● **TEXT EXTRACT**
-- start --
It’s what we often do as humans, but a computer can do it so much faster and so much more reliably, repeatably, and of course, at scale. We as humans can usually track five, six, maybe ten different features at a time, and synthesize them and say, “Ah, I see a pattern there.” The machine, given enough examples of those features, can do that at massive scale. That’s really what’s transforming the search industry these days. And back to the original question around Trump, that’s it’s ripe for manipulation by third-party sources. We’ve all seen the questions about Russia. We are aware of the battle going on around bots and spam. There’s essentially a constant battle over what features are chosen and not chosen, and if you think about it, as soon as you make that choice of feature, it then becomes a target for somebody to manipulate it in an adversarial way.

Let’s get to the bigger picture. Does it really have to be this way? Does search really need to be a black box controlled by a company like Google? One of Google’s responses to Trump’s accusations was that they really work hard on making a great black box that works really well to provide relevant content. What they didn’t say is, maybe we should provide you explicit personalization, allowing you to make some choices about the kind of search results you want. How would things be different if that were possible? And is it possible?

Well yes; it’s software. Most people like to say, “Anything’s possible in software, given enough time and money.” Would consumers actually even want it or care about it? People who are in the know and understand the things that can go wrong with a system that doesn’t have those capabilities would cheer it on. Privacy and security experts would be interested. But would the average everyday consumer?
-- end --
● **RECORDS SUPPLIED**
-- start --
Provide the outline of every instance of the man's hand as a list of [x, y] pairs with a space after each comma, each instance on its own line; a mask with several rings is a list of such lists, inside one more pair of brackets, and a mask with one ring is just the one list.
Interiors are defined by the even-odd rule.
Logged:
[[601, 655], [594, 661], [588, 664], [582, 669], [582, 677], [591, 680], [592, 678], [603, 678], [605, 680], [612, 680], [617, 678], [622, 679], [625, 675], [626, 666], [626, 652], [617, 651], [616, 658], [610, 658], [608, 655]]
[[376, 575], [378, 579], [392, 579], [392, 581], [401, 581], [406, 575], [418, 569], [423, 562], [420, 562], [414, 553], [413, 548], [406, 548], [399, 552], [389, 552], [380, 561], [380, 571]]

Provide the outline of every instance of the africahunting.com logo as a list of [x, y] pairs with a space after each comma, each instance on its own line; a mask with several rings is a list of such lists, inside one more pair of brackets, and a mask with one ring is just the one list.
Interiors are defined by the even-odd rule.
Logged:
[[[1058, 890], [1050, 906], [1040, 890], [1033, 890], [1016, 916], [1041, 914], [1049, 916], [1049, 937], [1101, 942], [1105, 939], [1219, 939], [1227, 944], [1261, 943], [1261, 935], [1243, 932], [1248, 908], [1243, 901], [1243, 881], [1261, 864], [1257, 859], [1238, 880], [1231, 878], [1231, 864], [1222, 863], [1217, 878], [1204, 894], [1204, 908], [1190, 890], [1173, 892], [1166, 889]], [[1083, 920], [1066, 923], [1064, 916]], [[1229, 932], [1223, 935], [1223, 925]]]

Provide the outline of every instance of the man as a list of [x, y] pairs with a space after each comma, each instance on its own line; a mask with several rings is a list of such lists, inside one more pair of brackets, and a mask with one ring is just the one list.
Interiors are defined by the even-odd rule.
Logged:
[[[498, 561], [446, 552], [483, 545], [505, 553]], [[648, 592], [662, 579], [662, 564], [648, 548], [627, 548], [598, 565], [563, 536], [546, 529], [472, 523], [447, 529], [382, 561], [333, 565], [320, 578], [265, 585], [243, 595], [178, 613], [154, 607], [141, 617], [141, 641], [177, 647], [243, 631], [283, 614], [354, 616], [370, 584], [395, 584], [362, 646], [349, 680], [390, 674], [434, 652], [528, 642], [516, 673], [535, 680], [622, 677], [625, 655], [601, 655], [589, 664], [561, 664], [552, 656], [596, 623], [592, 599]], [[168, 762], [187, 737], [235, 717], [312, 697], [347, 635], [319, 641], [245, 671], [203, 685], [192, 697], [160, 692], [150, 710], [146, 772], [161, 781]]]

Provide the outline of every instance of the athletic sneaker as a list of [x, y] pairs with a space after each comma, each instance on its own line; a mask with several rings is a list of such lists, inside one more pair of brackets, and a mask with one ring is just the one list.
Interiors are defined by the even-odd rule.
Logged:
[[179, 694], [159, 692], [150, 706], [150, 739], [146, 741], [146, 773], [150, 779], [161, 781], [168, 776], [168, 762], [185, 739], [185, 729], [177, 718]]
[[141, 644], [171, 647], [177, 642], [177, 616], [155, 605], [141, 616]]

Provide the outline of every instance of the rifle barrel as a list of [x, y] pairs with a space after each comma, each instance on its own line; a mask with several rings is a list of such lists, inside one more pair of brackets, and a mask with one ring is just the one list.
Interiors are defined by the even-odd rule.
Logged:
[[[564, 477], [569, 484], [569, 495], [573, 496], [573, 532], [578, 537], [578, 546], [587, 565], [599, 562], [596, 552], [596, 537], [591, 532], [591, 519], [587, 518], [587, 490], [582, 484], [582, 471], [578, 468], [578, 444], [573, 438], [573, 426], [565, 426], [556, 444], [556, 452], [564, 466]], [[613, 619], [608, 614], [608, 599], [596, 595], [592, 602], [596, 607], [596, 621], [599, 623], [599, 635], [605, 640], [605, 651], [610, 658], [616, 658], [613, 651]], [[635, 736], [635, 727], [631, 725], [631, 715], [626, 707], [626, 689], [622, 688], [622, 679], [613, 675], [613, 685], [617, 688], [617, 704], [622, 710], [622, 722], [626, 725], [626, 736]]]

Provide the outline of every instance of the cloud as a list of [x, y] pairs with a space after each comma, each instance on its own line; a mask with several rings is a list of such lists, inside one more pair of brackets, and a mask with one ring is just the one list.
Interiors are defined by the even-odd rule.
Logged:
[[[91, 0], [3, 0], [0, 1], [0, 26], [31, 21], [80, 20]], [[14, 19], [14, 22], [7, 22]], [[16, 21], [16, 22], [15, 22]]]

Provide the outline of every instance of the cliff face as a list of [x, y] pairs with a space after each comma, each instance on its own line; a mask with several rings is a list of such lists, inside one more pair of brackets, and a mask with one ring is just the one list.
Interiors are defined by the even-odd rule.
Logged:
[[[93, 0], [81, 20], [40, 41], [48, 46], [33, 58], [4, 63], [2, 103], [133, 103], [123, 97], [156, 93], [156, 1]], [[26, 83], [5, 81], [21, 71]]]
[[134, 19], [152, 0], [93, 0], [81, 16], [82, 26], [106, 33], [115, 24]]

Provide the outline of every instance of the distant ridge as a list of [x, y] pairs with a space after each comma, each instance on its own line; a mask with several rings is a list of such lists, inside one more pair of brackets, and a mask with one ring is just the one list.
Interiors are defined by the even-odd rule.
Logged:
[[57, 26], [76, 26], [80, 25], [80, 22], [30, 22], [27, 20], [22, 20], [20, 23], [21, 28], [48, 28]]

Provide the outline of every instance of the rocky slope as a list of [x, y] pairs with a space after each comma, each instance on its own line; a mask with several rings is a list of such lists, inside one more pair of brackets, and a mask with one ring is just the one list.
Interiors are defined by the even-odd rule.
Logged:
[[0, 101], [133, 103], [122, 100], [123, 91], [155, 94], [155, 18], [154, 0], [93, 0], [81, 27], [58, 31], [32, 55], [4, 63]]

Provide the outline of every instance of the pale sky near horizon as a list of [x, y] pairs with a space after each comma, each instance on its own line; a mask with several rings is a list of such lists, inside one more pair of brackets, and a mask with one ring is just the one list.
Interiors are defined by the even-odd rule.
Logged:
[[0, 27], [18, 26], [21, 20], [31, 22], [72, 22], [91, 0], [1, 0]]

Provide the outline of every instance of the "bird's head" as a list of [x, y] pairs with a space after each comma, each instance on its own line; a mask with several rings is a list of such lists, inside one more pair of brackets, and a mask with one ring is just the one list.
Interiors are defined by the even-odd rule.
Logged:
-- end --
● **STATED PROBLEM**
List every sentence in the search passage above that ends with a question mark.

● **WRITTEN ANSWER**
- Does it really have to be this way?
- Does search really need to be a black box controlled by a company like Google?
- How would things be different if that were possible?
- And is it possible?
- Would consumers actually even want it or care about it?
- But would the average everyday consumer?